**Activities:**
(1) How long is the trial set to last, according to the article on the Revolution Chemnitz trial?
(2) Rewrite the passage of the article on the Revolution Chemnitz trial starting with "The defendants belong" and going on through "August last year.", swapping "street violence" for "street unrest".
(3) Write the next part of the news article on the Revolution Chemnitz trial.
** Opening Supplied text block **
BERLIN, Sept 30, 2019 (BSS/AFP) – The trial of a neo-Nazi “terrorist” cell
accused of plotting a violent political uprising in Germany opened Monday
amid reports the country’s far-right scene is growing more armed and radical.

Eight members of the so-called Revolution Chemnitz group aged between 21
and 32 are answering to charges of “forming a right-wing terrorist
organization”.

The suspects are accused of “coming together to achieve their political
goals — to shake the foundations of the state — with serious violent acts”,
a spokeswoman for the superior regional court said.

They allegedly sought to carry out “violent attacks and armed assaults”
against immigrants, political “opponents”, reporters and members of the
economic establishment.

Authorities believe the group’s members were trying to acquire semi-
automatic weapons for a potential bloodbath last year in Berlin on October 3,
Germany’s National Unity Day.

“This is one of the most important trials to date dealing with far-right
terrorism,” chief federal prosecutor Peter Frank said.

Security agencies hope the trial, which is set to last until at least April
2020 and hear around 75 witnesses, will reveal what exactly was being plotted
and the scope of the network.

Almost a year to the day after most of the suspects’ arrest in coordinated
raids, the proceedings are taking place under tight security in Dresden, the
capital of Saxony state, a stronghold of the extreme right.

Resentment runs deep in the region over Merkel’s liberal refugee policy
that led to the arrival of more than a million asylum seekers to Germany
since 2015.

The anti-immigrant, anti-Muslim Alternative for Germany (AfD) party scored
27.5 percent in a state election earlier this month, just shy of the 32
percent garnered by Chancellor Angela Merkel’s conservatives.

– A violent ‘test-run’ –

The defendants belong to the hooligan, neo-Nazi and skinhead scene in and
around Chemnitz, another city in Saxony, which was the site of anti-migrant
street violence following the murder of a German man in August last year.

Last month a 24-year-old Syrian man was sentenced to nine-and-a-half years
in jail for the knife killing.

In the hours after the stabbing, thousands of people took to the streets in
protest, answering calls by the AfD and nationalist group PEGIDA, which
campaigns against what it calls the Islamisation of the West.

The defendants launched an online chat group under the name Revolution
Chemnitz around the same time, in early September 2018.
** Closing Supplied text block **
** Opening Supplied information block **
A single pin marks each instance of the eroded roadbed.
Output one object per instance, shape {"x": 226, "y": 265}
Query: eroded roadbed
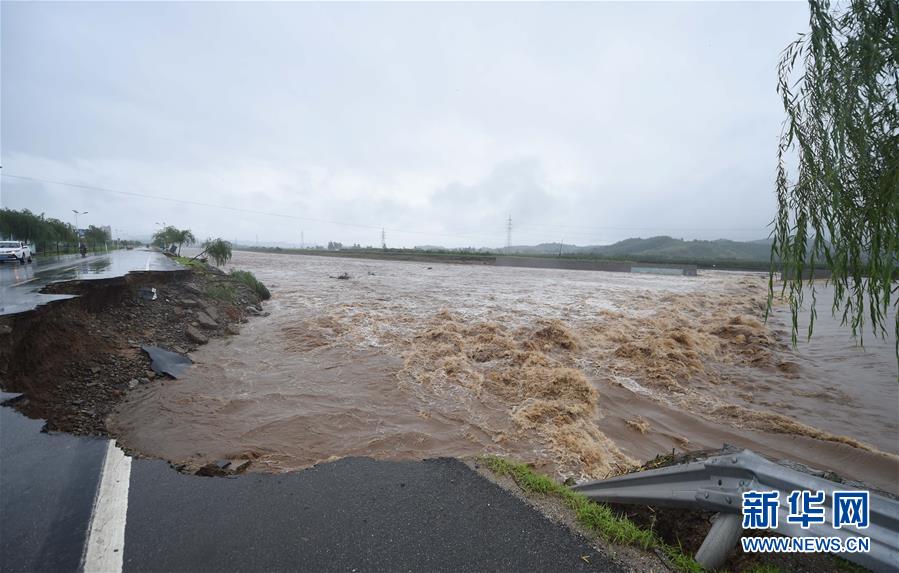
{"x": 353, "y": 514}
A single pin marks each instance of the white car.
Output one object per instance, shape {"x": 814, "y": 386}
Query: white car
{"x": 17, "y": 250}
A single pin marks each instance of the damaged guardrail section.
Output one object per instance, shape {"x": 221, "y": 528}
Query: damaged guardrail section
{"x": 718, "y": 483}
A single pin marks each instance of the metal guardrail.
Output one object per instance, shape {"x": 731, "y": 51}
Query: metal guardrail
{"x": 717, "y": 484}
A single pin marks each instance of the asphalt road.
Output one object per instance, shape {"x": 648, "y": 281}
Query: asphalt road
{"x": 20, "y": 284}
{"x": 355, "y": 514}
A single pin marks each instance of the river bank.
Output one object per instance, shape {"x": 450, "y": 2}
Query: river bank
{"x": 74, "y": 359}
{"x": 581, "y": 374}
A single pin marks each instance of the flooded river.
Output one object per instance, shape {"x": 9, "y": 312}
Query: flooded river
{"x": 585, "y": 373}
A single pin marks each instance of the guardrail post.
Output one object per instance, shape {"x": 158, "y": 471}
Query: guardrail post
{"x": 722, "y": 538}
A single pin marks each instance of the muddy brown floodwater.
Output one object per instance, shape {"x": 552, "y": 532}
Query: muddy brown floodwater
{"x": 582, "y": 373}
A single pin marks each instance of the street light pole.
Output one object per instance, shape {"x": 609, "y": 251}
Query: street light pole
{"x": 77, "y": 232}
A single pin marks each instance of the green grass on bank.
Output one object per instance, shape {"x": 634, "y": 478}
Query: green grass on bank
{"x": 249, "y": 279}
{"x": 191, "y": 263}
{"x": 595, "y": 517}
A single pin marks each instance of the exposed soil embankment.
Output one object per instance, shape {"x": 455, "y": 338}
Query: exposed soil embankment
{"x": 75, "y": 359}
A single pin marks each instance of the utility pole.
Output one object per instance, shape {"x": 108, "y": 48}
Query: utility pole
{"x": 76, "y": 217}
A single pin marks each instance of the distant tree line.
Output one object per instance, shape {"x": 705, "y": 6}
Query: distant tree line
{"x": 46, "y": 233}
{"x": 172, "y": 236}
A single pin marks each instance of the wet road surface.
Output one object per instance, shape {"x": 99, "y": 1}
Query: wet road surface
{"x": 20, "y": 285}
{"x": 354, "y": 514}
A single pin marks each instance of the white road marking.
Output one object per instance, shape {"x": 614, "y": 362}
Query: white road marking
{"x": 106, "y": 535}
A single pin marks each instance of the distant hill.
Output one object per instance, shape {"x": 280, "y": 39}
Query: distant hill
{"x": 661, "y": 248}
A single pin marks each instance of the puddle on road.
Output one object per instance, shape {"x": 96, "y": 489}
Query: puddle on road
{"x": 402, "y": 361}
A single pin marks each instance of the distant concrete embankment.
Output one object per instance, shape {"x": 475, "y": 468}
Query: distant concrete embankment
{"x": 593, "y": 265}
{"x": 502, "y": 261}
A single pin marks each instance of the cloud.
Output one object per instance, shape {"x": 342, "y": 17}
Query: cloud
{"x": 589, "y": 121}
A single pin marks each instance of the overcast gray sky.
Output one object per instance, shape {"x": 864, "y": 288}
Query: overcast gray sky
{"x": 587, "y": 122}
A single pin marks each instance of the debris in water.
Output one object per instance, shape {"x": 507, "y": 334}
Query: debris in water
{"x": 165, "y": 361}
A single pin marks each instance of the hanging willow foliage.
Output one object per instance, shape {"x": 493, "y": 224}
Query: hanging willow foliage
{"x": 838, "y": 164}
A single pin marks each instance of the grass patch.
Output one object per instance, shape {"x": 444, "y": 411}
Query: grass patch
{"x": 222, "y": 292}
{"x": 249, "y": 279}
{"x": 190, "y": 263}
{"x": 596, "y": 517}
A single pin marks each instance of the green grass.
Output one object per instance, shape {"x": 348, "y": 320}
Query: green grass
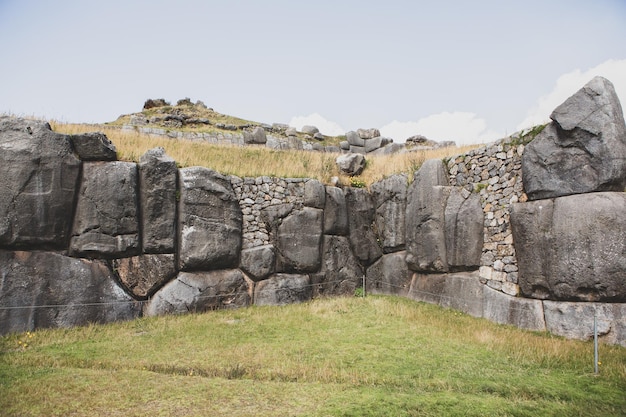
{"x": 373, "y": 356}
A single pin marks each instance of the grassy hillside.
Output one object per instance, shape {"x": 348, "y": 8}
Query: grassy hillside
{"x": 253, "y": 161}
{"x": 374, "y": 356}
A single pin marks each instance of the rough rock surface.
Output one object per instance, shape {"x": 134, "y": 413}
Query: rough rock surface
{"x": 210, "y": 221}
{"x": 340, "y": 273}
{"x": 258, "y": 262}
{"x": 363, "y": 240}
{"x": 335, "y": 212}
{"x": 389, "y": 197}
{"x": 281, "y": 289}
{"x": 298, "y": 241}
{"x": 583, "y": 150}
{"x": 143, "y": 275}
{"x": 572, "y": 248}
{"x": 106, "y": 223}
{"x": 39, "y": 179}
{"x": 158, "y": 179}
{"x": 389, "y": 275}
{"x": 351, "y": 163}
{"x": 256, "y": 136}
{"x": 74, "y": 292}
{"x": 94, "y": 147}
{"x": 463, "y": 229}
{"x": 202, "y": 291}
{"x": 460, "y": 291}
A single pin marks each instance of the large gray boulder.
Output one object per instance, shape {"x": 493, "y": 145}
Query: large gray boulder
{"x": 572, "y": 248}
{"x": 158, "y": 181}
{"x": 425, "y": 218}
{"x": 298, "y": 241}
{"x": 463, "y": 229}
{"x": 351, "y": 163}
{"x": 582, "y": 150}
{"x": 341, "y": 272}
{"x": 335, "y": 212}
{"x": 389, "y": 197}
{"x": 389, "y": 275}
{"x": 106, "y": 223}
{"x": 47, "y": 289}
{"x": 210, "y": 221}
{"x": 361, "y": 212}
{"x": 94, "y": 146}
{"x": 202, "y": 291}
{"x": 258, "y": 262}
{"x": 255, "y": 136}
{"x": 39, "y": 178}
{"x": 281, "y": 289}
{"x": 143, "y": 275}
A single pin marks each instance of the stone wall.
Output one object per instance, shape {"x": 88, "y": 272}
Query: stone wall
{"x": 87, "y": 238}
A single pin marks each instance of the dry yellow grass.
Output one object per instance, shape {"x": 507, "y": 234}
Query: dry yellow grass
{"x": 254, "y": 161}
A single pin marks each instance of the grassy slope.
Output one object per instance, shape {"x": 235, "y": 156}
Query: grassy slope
{"x": 254, "y": 161}
{"x": 378, "y": 356}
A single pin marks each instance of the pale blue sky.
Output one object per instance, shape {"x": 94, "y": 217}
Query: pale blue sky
** Closing Supplied information block **
**Solved tasks:**
(1) Until at least April 2020.

(2)
The defendants belong to the hooligan, neo-Nazi and skinhead scene in and
around Chemnitz, another city in Saxony, which was the site of anti-migrant
street unrest following the murder of a German man in August last year.

(3)
Prosecutors said that on September 14 five of the suspects “armed with
glass bottles, weighted knuckle gloves, and an electroshock appliance,
attacked and hurt several foreign residents” in Chemnitz.

“Investigations show that the assault was a test-run for an event that one
of the accused planned for October 3, 2018,” they said.

The men reportedly “wanted to achieve more than the National Socialist
Underground” or NSU, a neo-Nazi extremist group uncovered in 2011 that
murdered 10 people and planted three bombs.

However authorities say they were able to swoop on the cell before it could
carry out its plans.

Most of the men were arrested on October 1, 2018 while their alleged
ringleader, 32-year-old electrician Christian Keilberg, was picked up two
weeks later for attacking immigrants in Chemnitz.

– Dangerous as ‘radical Islamism’ –

Saxony, a former communist state, has gained notoriety as the home base of
several extremist organisations.

Eight members of a far-right outfit called the Freital group were jailed
last year on terrorism and attempted murder charges for a series of
explosives attacks targeting refugees and anti-fascist activists.

Members of the NSU also evaded police for years in Chemnitz and another
Saxon town, Zwickau.

The latest trial comes just three months after the shocking assassination-
style murder of local pro-migrant politician Walter Luebcke in the western
city of Kassel, allegedly by a known neo-Nazi.

Interior Minister Horst Seehofer this month warned of the rising danger of
the militant far right, calling it “as big a threat as radical Islamism”.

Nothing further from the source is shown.